◆ Поставленная задача:
Продолжите рассуждение о значении Ломоносова в литературе, начав сразу после его последнего предложения.

◆ Фрагмент текста:
Мы определили Ломоносова как исторический момент, мы видели значение его в слоге. Но существо момента здесь еще не исчерпывается вполне. Момент может быть чисто исторический (историческим он необходимо должен явиться), и может идти далее, иметь постоянное, самобытное, положительное значение. Мы говорили выше о таком осуществлении момента в его определениях и о различии его в них. Таков вопрос, предстающий нам теперь, вопрос о полном осуществлении или о мере осуществления момента. С этой точки зрения должны мы разобрать исследуемый нами момент, а потому должны рассмотреть, имеет ли Ломоносов, будучи явлением в сфере литературы, где мы его рассматриваем, только историческое значение, – в слоге, или имеет он значение и для себя, поэтическое, – другими словами: поэт ли он? Значение момента вообще и его полное определение вытекают из его существа. Мы должны видеть здесь, не из существа ли рассматриваемого момента, не из значения ли Ломоносова как момента вытекает уже, что он поэт? И если это так, то каким именно образом такое определение осуществляется, выражается далее; какие условия принимает оно; как именно и в чем становится оно вполне живым явлением, и какое в то же время личное значение, достоинство Ломоносова? Здесь является Ломоносов вполне уже как лицо.

Значение, которое имеет Ломоносов как момент, есть значение индивидуума в литературе. Вместе с явлением его разрушается сфера исключительной национальности (особности); вместе с ним является, только с ним вместе могущее явиться, общее. Это значение Ломоносова как индивидуума осуществляется в языке, который был (не только относительно содержания, но и относительно самой формы, самого слога) – им оторван от выражения народа, национально определенного, и стал выражением лица и вместе с тем общих интересов (опять не только относительно содержания, но и самого слога). Самое существо явления индивидуума выражает великий момент литературы, не только внешние исторические судьбы, но момент внутренний; с индивидуумом открывается внутренний мир. Значение индивидуума есть необходимо личность; только индивидуальная сила, одаренная, следовательно, всею энергиею индивидуума, только личная природа, конкретирующаяся как один индивидууму могла произвести все это. Первое такое явление индивидуума, в литературе, первое лицо есть автор, поэт, восставший из безграничной национальной сферы. Итак, здесь самое значение существа момента требует лица, без силы которого как лица невозможен такой подвиг. Это понятно; ибо явление лица, индивидуума вообще, могло совершиться только лицом, индивидуумом; здесь же, в этой сфере, индивидуум есть поэт. Ломоносов исполнил это дело, следовательно, Ломоносов необходимое лицо, поэт.

Посмотрим же теперь, какое осуществление должен принять момент и в чем состоит особенность Ломоносова.

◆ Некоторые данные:
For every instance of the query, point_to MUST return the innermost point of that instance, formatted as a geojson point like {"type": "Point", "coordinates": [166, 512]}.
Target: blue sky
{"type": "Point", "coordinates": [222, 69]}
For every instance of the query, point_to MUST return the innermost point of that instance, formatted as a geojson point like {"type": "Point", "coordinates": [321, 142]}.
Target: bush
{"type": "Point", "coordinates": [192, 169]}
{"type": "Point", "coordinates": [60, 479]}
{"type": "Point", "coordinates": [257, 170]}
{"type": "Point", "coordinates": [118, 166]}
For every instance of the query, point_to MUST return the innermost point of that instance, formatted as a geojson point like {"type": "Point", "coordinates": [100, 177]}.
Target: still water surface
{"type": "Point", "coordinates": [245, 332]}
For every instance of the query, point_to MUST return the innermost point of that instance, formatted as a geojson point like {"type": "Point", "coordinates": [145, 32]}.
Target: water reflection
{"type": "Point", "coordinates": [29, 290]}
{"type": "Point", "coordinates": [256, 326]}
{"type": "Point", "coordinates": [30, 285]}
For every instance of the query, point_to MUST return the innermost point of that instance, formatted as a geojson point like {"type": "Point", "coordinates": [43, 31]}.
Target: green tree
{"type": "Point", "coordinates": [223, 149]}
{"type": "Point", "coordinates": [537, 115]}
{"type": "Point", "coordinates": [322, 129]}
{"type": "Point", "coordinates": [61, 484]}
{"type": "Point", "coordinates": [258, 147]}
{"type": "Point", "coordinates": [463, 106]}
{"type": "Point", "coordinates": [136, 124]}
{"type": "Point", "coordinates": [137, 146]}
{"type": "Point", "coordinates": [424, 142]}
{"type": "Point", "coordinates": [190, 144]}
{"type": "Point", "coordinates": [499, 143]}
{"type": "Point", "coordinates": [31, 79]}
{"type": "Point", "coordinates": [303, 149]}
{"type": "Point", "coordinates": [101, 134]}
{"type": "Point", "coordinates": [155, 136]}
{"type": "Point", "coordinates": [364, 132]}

◆ Результат выполнения:
Мы говорили, что язык самый оторвался от сферы национальности; мы сказали, что в нем выразилось значение момента; но в то же время дело это, возведение его в сферу общего, постановление его вместе с тем личным глаголом, не могло быть делом внешним: оно требовало личной силы, энергии и восторга, по существу своему будучи внутренним подвигом, важным переворотом, положительным началом новой сферы, делом, требовавшим творчества; и так самое дело это в языке должно было быть поэтическим. – Вот прямое определение, требуемое самим моментом, требуемое историческою его сферою, языком, слогом, – которая в этот раз только личного, поэтическою и для себя имеющею значение силою, впервые проступившею наружу, могла оживиться, могла откликнуться на зов лица только. Следовательно, язык сам есть первое определение поэтической деятельности; поэтическая сила должна была проявиться в языке.

 

Здесь обратим мы внимание на место, которое занимает язык в поэзии, как и на самый язык вообще; определим отношение языка к поэзии, и далее значение стиха.

Язык, это необыкновенное, чудесное явление, каждый день повторяющееся; это необыкновенное существование всего сущего мира в новых соответственных формах, но созданных на почве сознания, но проникнутых его духом и даже подвластных человеку, – язык есть необходимая принадлежность разума, конкретно явившего, выразившего обладание природою через сознание и только через это обладающего ею; язык – это существо человека, – это человек самый. Он не может быть только просто знаком; нет, надо было иметь равномерно конкретное бытие, чтобы выразить конкретное бытие сущего вокруг мира, и язык имеет это равномерно конкретное бытие, только уже в другой сфере, только в сфере, проникнутой сознанием, и вместе уже в другой и внешней, сфере существования, в сфере звука, звука определенного, достигшего тем до высшей степени, а именно буквы, слога и слова. Мы не станем далее распространяться о языке в таком отношении; это может быть предметом исследования, рассуждения и собственно грамматики. Мы упомянем здесь об языке в этом отношении столько, сколько нам нужно для нашего предмета.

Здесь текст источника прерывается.